■ EXCERPTED TEXT
***
The battle of Monte Cassino: Both glory and dishonour for the French army

Allied bombing raids on German positions at Monte Cassino in February 1944. © AP

On May 18, 1944, Allied troops captured Monte Cassino in Italy, celebrated for its historic hilltop abbey, after four months of bitter fighting. The soldiers of the French Expeditionary Corps particularly distinguished themselves in the battle for this key point in the German defensive line. But their military honours are now marred by accusations of war crimes.

“Garigliano is a great victory ... France will know one day. She will understand.” On the evening of his departure from Italy in August 1944, French General Alphonse Juin spoke these words to his officers, underlining how decisive the crossing of the Garigliano River by his men had been for the Allies. Thanks to this breakthrough, the Germans finally abandoned Monte Cassino after four months of intense fighting. The road to Rome was finally open. But 80 years on, General Juin's heartfelt sentiments have not been fulfilled. The Italian campaign has gradually faded from the collective memory.

After the landings in Sicily and Calabria in September 1943, the Allied forces were bogged down in Italy. The Germans held firm, protected by the Gustav Line which stretched for 150km across the Italian Peninsula and barred the way to Rome. 

“Monte Cassino was one of the bulwarks in the defensive system of the German armies. It was an important observation point, enabling them to keep Allied attacks at bay,” explains historian Julie Le Gac. “The Allies tried every possible way to break through this line, with waves of assaults that have been likened to trench warfare. It was referred to as the 'Verdun of the Second World War'."

'One of the most brilliant military feats of the war'

Between January and May 1944, Monte Cassino and the Gustav Line defences were attacked on four occasions by Allied forces. France contributed troops from the French Expeditionary Corps (CEF), comprising units of the African Army, colonial troops and Free French forces. “Sixty percent of this army was made up of colonial soldiers, mainly North Africans – Algerians and Moroccans, but also Tunisians,” explains Le Gac, author of "Vaincre sans gloire : le corps expéditionnaire français en Italie" ("Victory without glory: The French Expeditionary Corps in Italy").

A view of the mountainous terrain in which Allied troops operated during the Italian campaign. © AP

These soldiers had already fought with distinction in early 1944. “The 4th Regiment of Tunisian Riflemen accomplished one of the most brilliant military actions of the war, at the cost of enormous losses,” General Charles de Gaulle wrote in his memoirs. The regiment captured the Belvedere plateau near Monte Cassino after fierce fighting between January 25 and February 1. Despite this victory, the Gustav Line remained intact. General Juin then devised a bold strategy, choosing to launch his attack through the Aurunci Mountains, considered by the Germans to be impassable.

His offensive manoeuvre relied on the mountain fighting skills of the soldiers from North Africa, particularly the Moroccan "Goumiers", as the soldiers were known, who were used to rough terrain. “These were really goat trails. They managed to get divisions carrying all their equipment and machine guns over these paths on mules. These men were mountain specialists. It was an extraordinary coup by General Juin, who I consider to be the greatest French military strategist of the war,” says historian Jean-Christophe Notin, whose books include La Campagne d'Italie 1943-1945 ("The Italy Campaign, 1943-1945").
***
[Excerpts of pointing data]
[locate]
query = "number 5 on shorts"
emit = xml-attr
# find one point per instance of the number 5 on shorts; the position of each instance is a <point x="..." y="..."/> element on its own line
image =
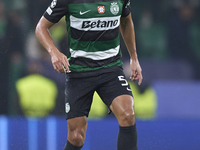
***
■ WHAT YOU ARE ASKED TO DO
Would you reproduce word for word everything in the Monte Cassino article from "The battle of" down to "of war crimes."?

■ REPLY TO THE TASK
The battle of Monte Cassino: Both glory and dishonour for the French army

Allied bombing raids on German positions at Monte Cassino in February 1944. © AP

On May 18, 1944, Allied troops captured Monte Cassino in Italy, celebrated for its historic hilltop abbey, after four months of bitter fighting. The soldiers of the French Expeditionary Corps particularly distinguished themselves in the battle for this key point in the German defensive line. But their military honours are now marred by accusations of war crimes.